§ **Gestellte Aufgabe**
Schreib alle folgenden Einträge Zeile für Zeile unverändert ab.

§ **Gezeigte Einträge**

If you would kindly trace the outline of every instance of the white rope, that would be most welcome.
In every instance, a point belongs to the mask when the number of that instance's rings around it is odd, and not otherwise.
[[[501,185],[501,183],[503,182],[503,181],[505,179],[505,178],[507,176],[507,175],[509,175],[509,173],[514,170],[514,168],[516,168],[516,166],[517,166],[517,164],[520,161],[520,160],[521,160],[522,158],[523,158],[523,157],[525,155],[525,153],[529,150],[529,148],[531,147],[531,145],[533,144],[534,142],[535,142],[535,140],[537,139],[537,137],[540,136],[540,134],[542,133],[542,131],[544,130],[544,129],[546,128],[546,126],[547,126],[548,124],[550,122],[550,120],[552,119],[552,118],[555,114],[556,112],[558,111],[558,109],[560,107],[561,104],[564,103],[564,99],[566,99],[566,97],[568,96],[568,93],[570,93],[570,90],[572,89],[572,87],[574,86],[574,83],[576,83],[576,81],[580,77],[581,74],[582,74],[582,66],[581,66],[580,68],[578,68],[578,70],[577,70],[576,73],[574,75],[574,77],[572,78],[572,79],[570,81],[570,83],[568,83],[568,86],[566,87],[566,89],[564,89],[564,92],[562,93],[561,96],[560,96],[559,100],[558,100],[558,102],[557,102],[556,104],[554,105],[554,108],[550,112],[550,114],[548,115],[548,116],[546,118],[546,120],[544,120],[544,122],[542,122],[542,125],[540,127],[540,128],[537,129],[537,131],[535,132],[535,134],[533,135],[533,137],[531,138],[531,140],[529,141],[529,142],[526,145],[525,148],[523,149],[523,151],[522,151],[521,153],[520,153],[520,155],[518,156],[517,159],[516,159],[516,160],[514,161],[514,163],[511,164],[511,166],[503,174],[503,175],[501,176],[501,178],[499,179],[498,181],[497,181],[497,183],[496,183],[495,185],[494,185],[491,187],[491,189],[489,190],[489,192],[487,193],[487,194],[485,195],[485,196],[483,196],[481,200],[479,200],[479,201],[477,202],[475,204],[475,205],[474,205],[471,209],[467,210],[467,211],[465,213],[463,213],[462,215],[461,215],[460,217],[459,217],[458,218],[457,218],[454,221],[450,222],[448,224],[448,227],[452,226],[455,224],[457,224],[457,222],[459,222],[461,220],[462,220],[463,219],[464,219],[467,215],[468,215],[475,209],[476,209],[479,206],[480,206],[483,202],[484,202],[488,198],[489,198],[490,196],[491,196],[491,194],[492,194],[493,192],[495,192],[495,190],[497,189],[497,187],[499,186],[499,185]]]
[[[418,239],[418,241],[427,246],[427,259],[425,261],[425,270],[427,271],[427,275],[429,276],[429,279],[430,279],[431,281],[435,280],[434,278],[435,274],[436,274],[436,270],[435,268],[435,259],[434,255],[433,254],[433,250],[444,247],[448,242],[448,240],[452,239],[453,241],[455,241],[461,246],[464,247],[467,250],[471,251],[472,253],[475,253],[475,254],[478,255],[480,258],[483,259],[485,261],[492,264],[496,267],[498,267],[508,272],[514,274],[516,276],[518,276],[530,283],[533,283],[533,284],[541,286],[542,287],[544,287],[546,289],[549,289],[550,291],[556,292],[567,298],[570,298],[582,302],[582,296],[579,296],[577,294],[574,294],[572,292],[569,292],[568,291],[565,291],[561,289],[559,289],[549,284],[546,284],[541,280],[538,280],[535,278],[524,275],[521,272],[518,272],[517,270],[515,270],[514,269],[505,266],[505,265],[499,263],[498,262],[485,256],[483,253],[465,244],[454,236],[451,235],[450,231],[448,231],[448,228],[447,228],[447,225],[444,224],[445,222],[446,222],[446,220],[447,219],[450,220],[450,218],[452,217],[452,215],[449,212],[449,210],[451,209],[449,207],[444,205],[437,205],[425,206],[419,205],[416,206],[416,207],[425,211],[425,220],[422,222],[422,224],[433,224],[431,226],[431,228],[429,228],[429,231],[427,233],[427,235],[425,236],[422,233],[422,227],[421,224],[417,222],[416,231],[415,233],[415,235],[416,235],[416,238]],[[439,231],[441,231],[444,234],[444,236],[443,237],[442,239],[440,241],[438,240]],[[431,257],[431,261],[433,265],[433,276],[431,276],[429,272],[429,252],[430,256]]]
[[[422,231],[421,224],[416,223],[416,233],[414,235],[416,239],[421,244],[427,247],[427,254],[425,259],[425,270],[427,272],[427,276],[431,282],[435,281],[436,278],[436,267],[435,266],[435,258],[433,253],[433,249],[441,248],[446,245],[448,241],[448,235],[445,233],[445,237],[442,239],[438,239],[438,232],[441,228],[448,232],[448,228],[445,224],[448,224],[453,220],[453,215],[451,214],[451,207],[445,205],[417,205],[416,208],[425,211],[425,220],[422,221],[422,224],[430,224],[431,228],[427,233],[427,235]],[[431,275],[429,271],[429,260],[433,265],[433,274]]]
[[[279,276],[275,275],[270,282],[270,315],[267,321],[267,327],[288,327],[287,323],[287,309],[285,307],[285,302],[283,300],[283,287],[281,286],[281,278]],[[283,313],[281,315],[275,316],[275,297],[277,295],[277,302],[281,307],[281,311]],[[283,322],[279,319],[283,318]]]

§ **Richtige Antwort**
If you would kindly trace the outline of every instance of the white rope, that would be most welcome.
In every instance, a point belongs to the mask when the number of that instance's rings around it is odd, and not otherwise.
[[[501,185],[501,183],[503,182],[503,181],[505,179],[505,178],[507,176],[507,175],[509,175],[509,173],[514,170],[514,168],[516,168],[516,166],[517,166],[517,164],[520,161],[520,160],[521,160],[522,158],[523,158],[523,157],[525,155],[525,153],[529,150],[529,148],[531,147],[531,145],[533,144],[534,142],[535,142],[535,140],[537,139],[537,137],[540,136],[540,134],[542,133],[542,131],[544,130],[544,129],[546,128],[546,126],[547,126],[548,124],[550,122],[550,120],[552,119],[552,118],[555,114],[556,112],[558,111],[558,109],[560,107],[561,104],[564,103],[564,99],[566,99],[566,97],[568,96],[568,93],[570,93],[570,90],[572,89],[572,87],[574,86],[574,83],[576,83],[576,81],[580,77],[581,74],[582,74],[582,66],[581,66],[580,68],[578,68],[578,70],[577,70],[576,73],[574,75],[574,77],[572,78],[572,79],[570,81],[570,83],[568,83],[568,86],[566,87],[566,89],[564,89],[564,92],[562,93],[561,96],[560,96],[559,100],[558,100],[558,102],[557,102],[556,104],[554,105],[554,108],[550,112],[550,114],[548,115],[548,116],[546,118],[546,120],[544,120],[544,122],[542,122],[542,125],[540,127],[540,128],[537,129],[537,131],[535,132],[535,134],[533,135],[533,137],[531,138],[531,140],[529,141],[529,142],[526,145],[525,148],[523,149],[523,151],[522,151],[521,153],[520,153],[520,155],[518,156],[517,159],[516,159],[516,160],[514,161],[514,163],[511,164],[511,166],[503,174],[503,175],[501,176],[501,178],[499,179],[498,181],[497,181],[497,183],[496,183],[495,185],[494,185],[491,187],[491,189],[489,190],[489,192],[487,193],[487,194],[485,195],[485,196],[483,196],[481,200],[479,200],[479,201],[477,202],[475,204],[475,205],[474,205],[471,209],[467,210],[467,211],[465,213],[463,213],[462,215],[461,215],[460,217],[459,217],[458,218],[457,218],[454,221],[450,222],[448,224],[448,227],[452,226],[455,224],[457,224],[457,222],[459,222],[461,220],[462,220],[463,219],[464,219],[467,215],[468,215],[475,209],[476,209],[479,206],[480,206],[483,202],[484,202],[488,198],[489,198],[490,196],[491,196],[491,194],[492,194],[493,192],[495,192],[495,190],[497,189],[497,187],[499,186],[499,185]]]
[[[418,239],[418,241],[427,246],[427,259],[425,261],[425,270],[427,271],[427,275],[429,276],[429,279],[430,279],[431,281],[435,280],[434,278],[435,274],[436,274],[436,270],[435,268],[435,259],[434,255],[433,254],[433,250],[444,247],[448,242],[448,240],[452,239],[453,241],[455,241],[461,246],[464,247],[467,250],[471,251],[472,253],[475,253],[475,254],[478,255],[480,258],[483,259],[485,261],[492,264],[496,267],[498,267],[508,272],[514,274],[516,276],[518,276],[530,283],[533,283],[533,284],[541,286],[542,287],[544,287],[546,289],[549,289],[550,291],[556,292],[567,298],[570,298],[582,302],[582,296],[579,296],[577,294],[574,294],[572,292],[569,292],[568,291],[565,291],[561,289],[559,289],[549,284],[546,284],[541,280],[538,280],[535,278],[524,275],[521,272],[518,272],[517,270],[515,270],[514,269],[505,266],[505,265],[499,263],[498,262],[485,256],[483,253],[465,244],[454,236],[451,235],[450,231],[448,231],[448,228],[447,228],[447,225],[444,224],[445,222],[446,222],[446,220],[447,219],[450,220],[450,218],[452,217],[452,215],[449,212],[449,210],[451,209],[449,207],[444,205],[437,205],[425,206],[419,205],[416,206],[416,207],[425,211],[425,220],[422,222],[422,224],[433,224],[431,226],[431,228],[429,228],[429,231],[427,233],[427,235],[425,236],[422,233],[422,227],[421,224],[417,222],[416,231],[415,233],[415,235],[416,235],[416,238]],[[439,231],[441,231],[444,234],[444,236],[443,237],[442,239],[440,241],[438,240]],[[431,257],[431,261],[433,265],[433,276],[431,276],[429,272],[429,252],[430,256]]]
[[[422,231],[421,224],[416,223],[416,233],[414,235],[416,239],[421,244],[427,247],[427,254],[425,259],[425,270],[427,272],[427,276],[431,282],[435,281],[436,278],[436,267],[435,266],[435,258],[433,253],[433,249],[441,248],[446,245],[448,241],[448,235],[445,233],[445,237],[442,239],[438,239],[438,232],[441,228],[448,232],[448,228],[445,224],[448,224],[453,220],[453,215],[451,214],[451,207],[445,205],[417,205],[416,208],[425,211],[425,220],[422,221],[422,224],[430,224],[431,228],[427,233],[427,235]],[[431,275],[429,271],[429,260],[433,265],[433,274]]]
[[[279,276],[275,275],[270,282],[270,315],[267,321],[267,327],[288,327],[287,323],[287,309],[285,307],[285,302],[283,300],[283,287],[281,286],[281,278]],[[283,313],[281,315],[275,316],[275,297],[277,295],[277,302],[281,307],[281,311]],[[283,322],[279,319],[283,318]]]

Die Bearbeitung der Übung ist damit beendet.